Input rows
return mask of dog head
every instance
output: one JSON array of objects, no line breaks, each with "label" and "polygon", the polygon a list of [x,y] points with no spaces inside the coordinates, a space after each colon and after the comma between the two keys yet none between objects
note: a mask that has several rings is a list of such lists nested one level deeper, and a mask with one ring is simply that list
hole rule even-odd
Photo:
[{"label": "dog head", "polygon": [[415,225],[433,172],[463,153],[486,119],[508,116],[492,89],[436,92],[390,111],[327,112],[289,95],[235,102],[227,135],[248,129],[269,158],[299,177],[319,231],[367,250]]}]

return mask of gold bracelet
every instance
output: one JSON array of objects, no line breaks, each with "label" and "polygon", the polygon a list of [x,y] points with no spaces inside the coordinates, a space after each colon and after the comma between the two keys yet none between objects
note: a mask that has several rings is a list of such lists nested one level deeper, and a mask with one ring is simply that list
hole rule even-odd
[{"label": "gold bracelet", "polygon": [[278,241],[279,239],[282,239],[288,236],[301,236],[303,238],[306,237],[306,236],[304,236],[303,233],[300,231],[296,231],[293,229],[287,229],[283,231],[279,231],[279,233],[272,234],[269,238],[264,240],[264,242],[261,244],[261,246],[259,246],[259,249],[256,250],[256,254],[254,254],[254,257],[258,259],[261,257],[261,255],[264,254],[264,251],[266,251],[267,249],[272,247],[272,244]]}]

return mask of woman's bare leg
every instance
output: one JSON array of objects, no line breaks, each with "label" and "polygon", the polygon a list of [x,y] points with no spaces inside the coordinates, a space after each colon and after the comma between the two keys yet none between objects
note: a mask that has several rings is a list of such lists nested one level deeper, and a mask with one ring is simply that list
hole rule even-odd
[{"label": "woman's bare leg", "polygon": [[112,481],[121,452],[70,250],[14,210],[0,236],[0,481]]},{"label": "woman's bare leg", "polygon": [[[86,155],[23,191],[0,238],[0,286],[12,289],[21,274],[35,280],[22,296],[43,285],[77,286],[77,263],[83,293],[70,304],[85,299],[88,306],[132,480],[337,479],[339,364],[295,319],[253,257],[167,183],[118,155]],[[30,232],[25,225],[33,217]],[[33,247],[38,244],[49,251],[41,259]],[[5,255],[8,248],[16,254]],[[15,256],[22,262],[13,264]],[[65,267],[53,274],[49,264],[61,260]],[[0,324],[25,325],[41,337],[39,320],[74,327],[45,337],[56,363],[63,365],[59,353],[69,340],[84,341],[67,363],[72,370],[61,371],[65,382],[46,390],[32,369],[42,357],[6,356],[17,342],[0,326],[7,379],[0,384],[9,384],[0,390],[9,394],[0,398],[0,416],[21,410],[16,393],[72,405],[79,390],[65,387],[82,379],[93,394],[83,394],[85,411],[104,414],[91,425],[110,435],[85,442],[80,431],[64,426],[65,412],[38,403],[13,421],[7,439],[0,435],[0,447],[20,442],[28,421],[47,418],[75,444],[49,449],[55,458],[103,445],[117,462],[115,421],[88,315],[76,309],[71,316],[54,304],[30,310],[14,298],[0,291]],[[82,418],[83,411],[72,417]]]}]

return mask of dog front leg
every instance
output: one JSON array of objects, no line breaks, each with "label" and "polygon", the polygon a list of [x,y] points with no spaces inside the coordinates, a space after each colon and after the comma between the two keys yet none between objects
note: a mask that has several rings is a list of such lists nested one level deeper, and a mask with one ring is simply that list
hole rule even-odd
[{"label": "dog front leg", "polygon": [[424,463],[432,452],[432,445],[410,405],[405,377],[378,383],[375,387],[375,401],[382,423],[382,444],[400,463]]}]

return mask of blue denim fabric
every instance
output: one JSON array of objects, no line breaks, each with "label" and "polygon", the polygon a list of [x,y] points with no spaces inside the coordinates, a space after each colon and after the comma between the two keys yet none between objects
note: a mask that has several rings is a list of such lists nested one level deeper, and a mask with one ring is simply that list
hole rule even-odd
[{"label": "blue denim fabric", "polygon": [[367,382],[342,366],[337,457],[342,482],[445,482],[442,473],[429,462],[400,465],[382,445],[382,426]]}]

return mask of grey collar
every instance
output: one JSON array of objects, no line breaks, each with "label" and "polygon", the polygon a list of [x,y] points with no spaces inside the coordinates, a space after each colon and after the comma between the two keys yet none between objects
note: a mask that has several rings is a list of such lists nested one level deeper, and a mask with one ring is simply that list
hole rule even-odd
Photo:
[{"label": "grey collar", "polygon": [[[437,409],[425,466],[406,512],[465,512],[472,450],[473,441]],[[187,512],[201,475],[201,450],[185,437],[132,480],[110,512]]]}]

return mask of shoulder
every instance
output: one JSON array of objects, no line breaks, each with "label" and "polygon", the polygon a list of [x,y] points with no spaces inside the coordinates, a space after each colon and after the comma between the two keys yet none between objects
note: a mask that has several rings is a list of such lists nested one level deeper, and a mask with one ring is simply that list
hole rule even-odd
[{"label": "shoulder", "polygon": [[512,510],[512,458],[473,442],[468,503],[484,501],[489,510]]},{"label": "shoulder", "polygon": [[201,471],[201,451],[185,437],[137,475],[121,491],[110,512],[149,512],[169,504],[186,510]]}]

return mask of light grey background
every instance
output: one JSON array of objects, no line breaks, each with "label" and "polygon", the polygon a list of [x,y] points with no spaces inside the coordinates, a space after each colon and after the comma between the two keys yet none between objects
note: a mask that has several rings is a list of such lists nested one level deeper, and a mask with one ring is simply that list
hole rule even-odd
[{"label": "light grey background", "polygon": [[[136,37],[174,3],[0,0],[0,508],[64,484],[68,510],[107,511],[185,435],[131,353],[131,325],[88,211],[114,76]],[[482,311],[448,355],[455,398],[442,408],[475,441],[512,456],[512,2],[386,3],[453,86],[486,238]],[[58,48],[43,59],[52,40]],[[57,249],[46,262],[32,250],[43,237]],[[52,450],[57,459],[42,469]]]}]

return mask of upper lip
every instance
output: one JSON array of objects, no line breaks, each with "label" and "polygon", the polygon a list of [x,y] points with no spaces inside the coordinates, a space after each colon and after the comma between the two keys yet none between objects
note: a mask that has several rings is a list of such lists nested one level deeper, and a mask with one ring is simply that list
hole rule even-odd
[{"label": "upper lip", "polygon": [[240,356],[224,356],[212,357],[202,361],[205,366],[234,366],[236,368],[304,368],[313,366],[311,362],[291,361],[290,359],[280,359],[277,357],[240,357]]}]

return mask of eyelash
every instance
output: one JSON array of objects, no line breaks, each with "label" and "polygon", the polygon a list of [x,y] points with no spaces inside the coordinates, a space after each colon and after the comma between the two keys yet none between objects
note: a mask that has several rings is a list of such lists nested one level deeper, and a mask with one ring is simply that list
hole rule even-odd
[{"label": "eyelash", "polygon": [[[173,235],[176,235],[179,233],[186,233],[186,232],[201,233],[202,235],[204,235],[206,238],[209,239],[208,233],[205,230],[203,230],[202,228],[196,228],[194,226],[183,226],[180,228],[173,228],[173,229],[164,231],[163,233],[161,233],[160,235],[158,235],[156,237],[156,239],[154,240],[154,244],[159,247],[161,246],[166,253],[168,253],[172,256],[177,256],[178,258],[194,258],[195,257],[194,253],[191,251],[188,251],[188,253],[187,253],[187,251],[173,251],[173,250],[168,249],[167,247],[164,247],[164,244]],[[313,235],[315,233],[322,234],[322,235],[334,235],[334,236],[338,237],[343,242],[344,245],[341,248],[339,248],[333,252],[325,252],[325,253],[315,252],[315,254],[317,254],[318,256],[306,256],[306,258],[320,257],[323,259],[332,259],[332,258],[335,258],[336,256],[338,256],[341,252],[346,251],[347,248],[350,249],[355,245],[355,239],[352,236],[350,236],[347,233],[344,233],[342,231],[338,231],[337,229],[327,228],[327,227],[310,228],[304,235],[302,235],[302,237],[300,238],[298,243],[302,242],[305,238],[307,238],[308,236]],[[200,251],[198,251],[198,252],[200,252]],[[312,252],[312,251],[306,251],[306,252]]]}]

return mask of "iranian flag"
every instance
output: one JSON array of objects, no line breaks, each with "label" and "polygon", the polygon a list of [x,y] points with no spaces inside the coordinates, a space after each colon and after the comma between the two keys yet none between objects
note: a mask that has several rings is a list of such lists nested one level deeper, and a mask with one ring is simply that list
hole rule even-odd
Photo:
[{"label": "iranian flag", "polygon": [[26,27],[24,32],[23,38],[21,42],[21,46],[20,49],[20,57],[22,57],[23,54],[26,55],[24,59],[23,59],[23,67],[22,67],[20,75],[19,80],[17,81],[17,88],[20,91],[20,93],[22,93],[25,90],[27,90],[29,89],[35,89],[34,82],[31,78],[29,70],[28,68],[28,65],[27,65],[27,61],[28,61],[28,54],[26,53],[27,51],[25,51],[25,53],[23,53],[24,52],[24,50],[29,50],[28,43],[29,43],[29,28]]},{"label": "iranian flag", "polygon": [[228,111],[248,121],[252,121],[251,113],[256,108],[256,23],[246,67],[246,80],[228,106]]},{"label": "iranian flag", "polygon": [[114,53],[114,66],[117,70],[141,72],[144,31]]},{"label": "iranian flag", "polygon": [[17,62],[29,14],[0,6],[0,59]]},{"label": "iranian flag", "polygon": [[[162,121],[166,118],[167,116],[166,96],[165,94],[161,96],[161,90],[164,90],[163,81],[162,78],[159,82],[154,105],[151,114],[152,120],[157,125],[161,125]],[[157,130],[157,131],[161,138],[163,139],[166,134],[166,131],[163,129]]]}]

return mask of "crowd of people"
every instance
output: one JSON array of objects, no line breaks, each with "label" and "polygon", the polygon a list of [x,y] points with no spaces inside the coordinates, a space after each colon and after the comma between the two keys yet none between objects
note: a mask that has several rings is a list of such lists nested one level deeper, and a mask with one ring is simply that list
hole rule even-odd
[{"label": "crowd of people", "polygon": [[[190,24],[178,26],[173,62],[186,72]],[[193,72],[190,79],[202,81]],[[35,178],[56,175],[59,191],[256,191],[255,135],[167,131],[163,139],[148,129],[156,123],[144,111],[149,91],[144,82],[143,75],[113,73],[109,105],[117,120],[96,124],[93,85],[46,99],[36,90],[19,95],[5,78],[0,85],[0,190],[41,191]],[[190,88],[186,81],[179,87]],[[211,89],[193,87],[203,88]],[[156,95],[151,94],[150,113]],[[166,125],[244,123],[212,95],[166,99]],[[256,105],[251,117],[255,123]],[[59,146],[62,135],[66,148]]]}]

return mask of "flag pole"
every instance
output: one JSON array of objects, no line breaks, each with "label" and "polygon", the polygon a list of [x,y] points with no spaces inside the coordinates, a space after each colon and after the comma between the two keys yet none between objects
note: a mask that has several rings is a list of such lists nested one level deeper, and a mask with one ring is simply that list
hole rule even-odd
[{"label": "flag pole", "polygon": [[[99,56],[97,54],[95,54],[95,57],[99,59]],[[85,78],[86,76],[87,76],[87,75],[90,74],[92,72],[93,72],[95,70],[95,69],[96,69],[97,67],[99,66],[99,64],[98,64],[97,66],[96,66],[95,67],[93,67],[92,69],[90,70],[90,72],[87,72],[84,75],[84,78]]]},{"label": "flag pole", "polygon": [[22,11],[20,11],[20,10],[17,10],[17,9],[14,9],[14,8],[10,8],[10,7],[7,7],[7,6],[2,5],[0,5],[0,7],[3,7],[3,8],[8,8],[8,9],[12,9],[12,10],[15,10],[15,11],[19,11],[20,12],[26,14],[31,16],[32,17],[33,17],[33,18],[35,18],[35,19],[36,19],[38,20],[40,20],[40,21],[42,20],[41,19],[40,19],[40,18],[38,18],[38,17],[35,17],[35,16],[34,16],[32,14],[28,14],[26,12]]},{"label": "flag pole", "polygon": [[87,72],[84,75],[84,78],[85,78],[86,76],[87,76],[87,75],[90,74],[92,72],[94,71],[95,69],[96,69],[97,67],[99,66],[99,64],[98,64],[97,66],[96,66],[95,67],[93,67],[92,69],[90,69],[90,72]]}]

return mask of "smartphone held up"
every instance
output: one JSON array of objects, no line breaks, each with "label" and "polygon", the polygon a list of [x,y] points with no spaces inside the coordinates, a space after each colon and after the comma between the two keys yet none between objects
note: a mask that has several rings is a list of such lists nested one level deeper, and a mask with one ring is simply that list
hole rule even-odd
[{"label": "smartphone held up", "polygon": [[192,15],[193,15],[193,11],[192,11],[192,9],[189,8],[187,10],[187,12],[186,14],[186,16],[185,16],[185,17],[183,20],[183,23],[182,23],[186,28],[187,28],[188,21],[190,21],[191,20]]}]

What needs to be done
Find each line in the items above that contains the word "background", and copy every one of those lines in full.

Answer to this task
return mask of light grey background
[{"label": "light grey background", "polygon": [[[136,37],[174,3],[0,0],[0,508],[64,484],[68,510],[107,511],[185,435],[131,353],[131,325],[88,211],[114,76]],[[482,311],[448,355],[455,398],[442,408],[475,441],[512,456],[512,2],[386,3],[453,86],[486,238]],[[58,48],[43,59],[52,40]],[[57,249],[46,262],[32,250],[43,237]],[[52,450],[57,459],[42,469]]]}]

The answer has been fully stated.